Problem to solve: Transcribe exactly the lines from the one holding "Put a point on the tree" to the end of the data below, including both of those lines and no others.

━━ Supplied information

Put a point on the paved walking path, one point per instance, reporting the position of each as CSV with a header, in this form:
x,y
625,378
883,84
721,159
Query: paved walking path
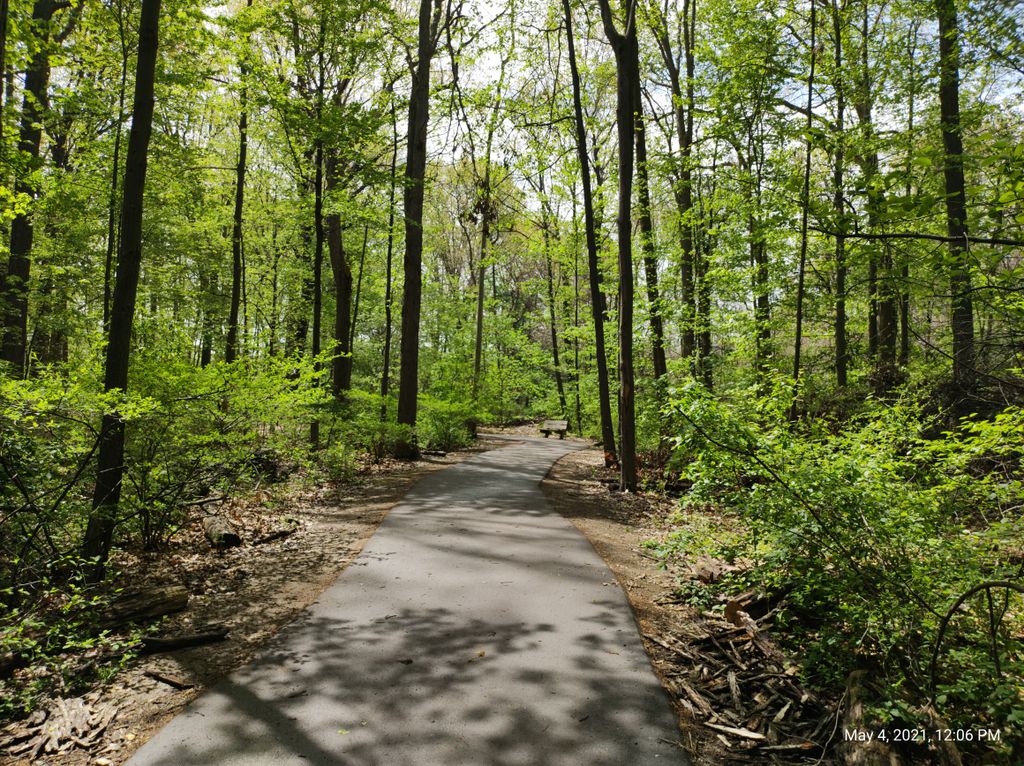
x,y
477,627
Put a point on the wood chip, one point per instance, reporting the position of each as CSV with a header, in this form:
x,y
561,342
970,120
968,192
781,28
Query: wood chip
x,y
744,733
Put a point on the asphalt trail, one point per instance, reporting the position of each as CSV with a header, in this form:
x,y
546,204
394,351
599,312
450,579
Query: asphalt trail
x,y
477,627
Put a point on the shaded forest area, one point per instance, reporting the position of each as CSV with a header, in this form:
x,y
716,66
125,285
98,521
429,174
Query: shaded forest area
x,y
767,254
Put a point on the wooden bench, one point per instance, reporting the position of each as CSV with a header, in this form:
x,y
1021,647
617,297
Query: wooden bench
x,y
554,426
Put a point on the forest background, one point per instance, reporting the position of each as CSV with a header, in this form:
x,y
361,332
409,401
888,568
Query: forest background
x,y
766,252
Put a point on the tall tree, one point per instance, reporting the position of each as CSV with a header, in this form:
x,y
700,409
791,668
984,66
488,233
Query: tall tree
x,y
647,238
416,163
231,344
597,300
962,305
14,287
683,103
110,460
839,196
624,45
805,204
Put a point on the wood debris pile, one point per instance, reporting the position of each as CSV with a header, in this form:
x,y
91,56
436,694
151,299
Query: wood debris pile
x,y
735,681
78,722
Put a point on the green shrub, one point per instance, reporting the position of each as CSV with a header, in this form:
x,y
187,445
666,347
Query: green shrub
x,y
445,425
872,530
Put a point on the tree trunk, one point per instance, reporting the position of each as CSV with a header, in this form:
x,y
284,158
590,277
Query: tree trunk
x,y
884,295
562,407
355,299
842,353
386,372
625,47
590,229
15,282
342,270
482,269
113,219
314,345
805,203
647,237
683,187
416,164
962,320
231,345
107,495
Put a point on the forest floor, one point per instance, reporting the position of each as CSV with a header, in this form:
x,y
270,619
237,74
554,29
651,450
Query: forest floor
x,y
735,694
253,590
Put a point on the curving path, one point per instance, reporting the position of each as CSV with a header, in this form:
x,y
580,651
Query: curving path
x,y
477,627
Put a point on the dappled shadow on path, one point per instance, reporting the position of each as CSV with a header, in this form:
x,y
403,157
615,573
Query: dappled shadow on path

━━━━

Result of this task:
Put a point on the tree trunk, one point per instance, reporting the position of each as CSV with a header, in this form:
x,y
284,158
590,277
Query: tree trunk
x,y
884,295
562,407
355,299
842,353
386,372
625,47
590,229
15,282
342,270
482,269
113,219
314,345
805,203
647,237
683,187
416,164
962,320
231,345
107,495
Put a point on the forest floor, one point per instance, reporting the position of each as CSV with a header, in this form:
x,y
270,619
237,74
554,29
651,450
Query: forest floor
x,y
735,694
253,590
Put a point on the curving path, one point per instance, reporting the position of each as CSV with a header, in this form:
x,y
580,651
Query: curving path
x,y
477,627
Put a point on the dappled shadow on path, one point per instance, reporting the position of each as CSV with a header, in this form:
x,y
403,157
615,573
Query: dappled shadow on path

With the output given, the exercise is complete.